====== Document section
FOE: Unboxing the Medium

WARNING: Liveblogged and not checked

What counts as “radio” when it comes via podcast rather than over the air? How do we create “television” as the limitations of spectrum scarcity slip away and content is delivered online? Media is determined by conventions that emerge from both technological constraints and cultural practices – the technologies of content delivery shape the industrial and the creative modes that define something like “television.” In a world of convergence, the basis for many of the conventions that define media are in flux. How can we come to understand and redefine the industrial, consumption and creative practices of media as convergence works to erode some of the distinctions between them? How is radio affected once it moves from the Hertzian waves to the podcast? What happens to the comic once it moves from the page to a Playstation? How are audiences responding to and shaping these shifts? And how are business models adapting to these changes?

Joshua Green – Research Manager, Convergence Culture Consortium; Panelists include: Dan Goldman – Illustrator of Shooting War (Grand Central Publishing [US] and Weidenfeld & Nicolson [UK]); Jennifer Holt – UC Santa Barbara, co-editor of Media Industries (Wiley-Blackwell); Brian Larkin – Milbank Barnard College; Avner Ronen – CEO & Co-founder, Boxee

  • JG: (Reads the intro above – asks the panel to respond). We used to have clear understanding of what media were; is convergence eroding the differences? What implications are there?
============
====== Given entries
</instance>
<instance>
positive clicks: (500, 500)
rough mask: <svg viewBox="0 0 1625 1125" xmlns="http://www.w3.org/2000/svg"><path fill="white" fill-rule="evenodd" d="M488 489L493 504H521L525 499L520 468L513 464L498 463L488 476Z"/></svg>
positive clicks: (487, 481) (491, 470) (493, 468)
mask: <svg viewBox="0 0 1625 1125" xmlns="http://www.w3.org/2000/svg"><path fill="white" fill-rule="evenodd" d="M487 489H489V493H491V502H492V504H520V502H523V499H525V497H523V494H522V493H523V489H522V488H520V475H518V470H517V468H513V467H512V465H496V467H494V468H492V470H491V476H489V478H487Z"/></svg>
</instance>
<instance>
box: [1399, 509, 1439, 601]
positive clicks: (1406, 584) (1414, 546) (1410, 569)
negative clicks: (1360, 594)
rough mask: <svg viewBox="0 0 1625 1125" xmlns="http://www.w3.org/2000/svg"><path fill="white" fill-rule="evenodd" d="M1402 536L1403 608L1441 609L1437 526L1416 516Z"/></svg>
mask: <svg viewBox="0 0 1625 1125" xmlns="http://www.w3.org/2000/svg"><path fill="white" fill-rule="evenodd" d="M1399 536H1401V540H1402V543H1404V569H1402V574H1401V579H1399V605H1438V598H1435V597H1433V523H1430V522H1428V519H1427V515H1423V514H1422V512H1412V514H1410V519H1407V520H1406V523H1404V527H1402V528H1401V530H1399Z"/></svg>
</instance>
============
Task statement:
Retype the panel liveblog word for word, from "Joshua Green –" to "implications are there?".

Your response:
Joshua Green – Research Manager, Convergence Culture Consortium; Panelists include: Dan Goldman – Illustrator of Shooting War (Grand Central Publishing [US] and Weidenfeld & Nicolson [UK]); Jennifer Holt – UC Santa Barbara, co-editor of Media Industries (Wiley-Blackwell); Brian Larkin – Milbank Barnard College; Avner Ronen – CEO & Co-founder, Boxee

  • JG: (Reads the intro above – asks the panel to respond). We used to have clear understanding of what media were; is convergence eroding the differences? What implications are there?